■ The problem: Copy every record exactly as it appears in the data below.

(Data in this exercise begins)

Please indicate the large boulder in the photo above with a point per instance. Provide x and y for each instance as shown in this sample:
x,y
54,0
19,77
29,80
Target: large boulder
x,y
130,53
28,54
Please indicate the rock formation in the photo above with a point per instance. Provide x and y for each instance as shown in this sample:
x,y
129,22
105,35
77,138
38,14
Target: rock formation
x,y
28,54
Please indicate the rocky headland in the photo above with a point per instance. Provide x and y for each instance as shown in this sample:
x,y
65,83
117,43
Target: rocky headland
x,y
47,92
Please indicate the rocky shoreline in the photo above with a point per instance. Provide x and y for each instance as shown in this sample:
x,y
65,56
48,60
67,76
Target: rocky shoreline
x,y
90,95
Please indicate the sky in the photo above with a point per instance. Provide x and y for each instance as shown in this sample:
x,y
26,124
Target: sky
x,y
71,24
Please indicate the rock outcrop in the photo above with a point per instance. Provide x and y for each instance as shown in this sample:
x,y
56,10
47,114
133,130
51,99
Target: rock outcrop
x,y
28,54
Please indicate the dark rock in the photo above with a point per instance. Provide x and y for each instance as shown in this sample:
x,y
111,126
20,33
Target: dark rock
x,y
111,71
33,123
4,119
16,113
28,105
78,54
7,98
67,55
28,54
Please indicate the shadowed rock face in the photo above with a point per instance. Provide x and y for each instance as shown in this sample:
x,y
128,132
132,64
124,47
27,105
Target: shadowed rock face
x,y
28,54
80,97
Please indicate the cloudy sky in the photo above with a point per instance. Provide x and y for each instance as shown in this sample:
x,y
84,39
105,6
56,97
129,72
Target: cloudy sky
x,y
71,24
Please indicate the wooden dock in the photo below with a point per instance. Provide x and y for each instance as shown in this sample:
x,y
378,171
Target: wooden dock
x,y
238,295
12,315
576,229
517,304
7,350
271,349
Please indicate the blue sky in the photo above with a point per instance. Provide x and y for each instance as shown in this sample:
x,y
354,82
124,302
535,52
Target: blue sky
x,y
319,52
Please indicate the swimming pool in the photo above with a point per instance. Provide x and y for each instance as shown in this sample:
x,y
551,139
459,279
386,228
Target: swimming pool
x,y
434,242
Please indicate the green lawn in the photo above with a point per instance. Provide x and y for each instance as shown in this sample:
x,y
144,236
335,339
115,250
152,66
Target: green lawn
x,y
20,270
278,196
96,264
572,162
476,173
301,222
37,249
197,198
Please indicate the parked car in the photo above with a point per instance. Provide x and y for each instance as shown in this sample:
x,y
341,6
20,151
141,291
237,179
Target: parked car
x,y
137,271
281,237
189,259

(Data in this exercise ends)

■ Result of this exercise:
Please indicate the large boulder in the photo above with a point per instance. Provide x and y for each instance as shown in this sample:
x,y
54,0
19,77
29,80
Target: large boulder
x,y
130,53
28,54
Please indicate the rock formation in the photo above with a point per instance. Provide x and y for each instance as shown in this sample:
x,y
129,22
105,35
77,138
38,14
Target: rock formation
x,y
28,54
Please indicate the rocky headland in the photo above with a point per instance. Provide x and y for each instance as shown in this sample:
x,y
65,83
117,43
Target: rocky headland
x,y
47,92
Please indicate the rocky shoreline in the photo above with a point per instance. Provide x and y for each instance as shown in this sample:
x,y
65,56
48,60
67,76
Target: rocky shoreline
x,y
90,95
Please indicate the sky in the photo above with a point per instance. Provide x and y for each instance as shown in this sample:
x,y
26,124
Target: sky
x,y
71,24
Please indicate the rock outcrop in the photo above with a point per instance. Provide x and y for each instance as shown in this sample:
x,y
56,10
47,114
133,130
51,99
Target: rock outcrop
x,y
28,54
Please indicate the dark rock in the photo above with a point per instance. Provide x and y for each instance as shown in this sample:
x,y
111,126
20,33
Target: dark rock
x,y
111,71
33,123
4,119
16,113
28,105
78,54
7,98
67,55
28,54
Please indicate the shadowed rock face in the photo above with a point per instance. Provide x and y for each instance as shown in this sample:
x,y
128,132
132,64
124,47
27,105
Target: shadowed rock face
x,y
28,54
80,97
Please indicate the cloudy sky in the photo above with a point per instance. Provide x and y for each instance as shown in this sample:
x,y
84,39
105,6
56,97
129,72
Target: cloudy sky
x,y
71,24
Please indicate the wooden dock in the photo below with a point per instance. Provide x and y for each instance as shown in this sample:
x,y
378,171
Target: wooden dock
x,y
238,295
12,315
576,229
517,304
7,350
271,349
Please indicate the blue sky in the photo above with a point per instance. Provide x and y for each instance as shown in this sample:
x,y
354,82
124,302
535,52
Target: blue sky
x,y
319,52
Please indicate the swimming pool in the photo above with a point per instance. Provide x and y for each instance as shown in this sample:
x,y
551,139
459,279
386,228
Target: swimming pool
x,y
434,242
Please indicate the green lawn in the photo above with a point per instance. Provide x and y for each instance as shown in this sample:
x,y
144,236
335,339
115,250
152,66
Target: green lawn
x,y
20,270
278,196
96,264
572,162
476,173
301,222
37,249
197,198
Please indicate the parked car in the photo above with a point per instance. Provide x and y for each instance as shown in this sample:
x,y
341,6
20,151
141,291
237,179
Target: parked car
x,y
137,271
281,237
189,259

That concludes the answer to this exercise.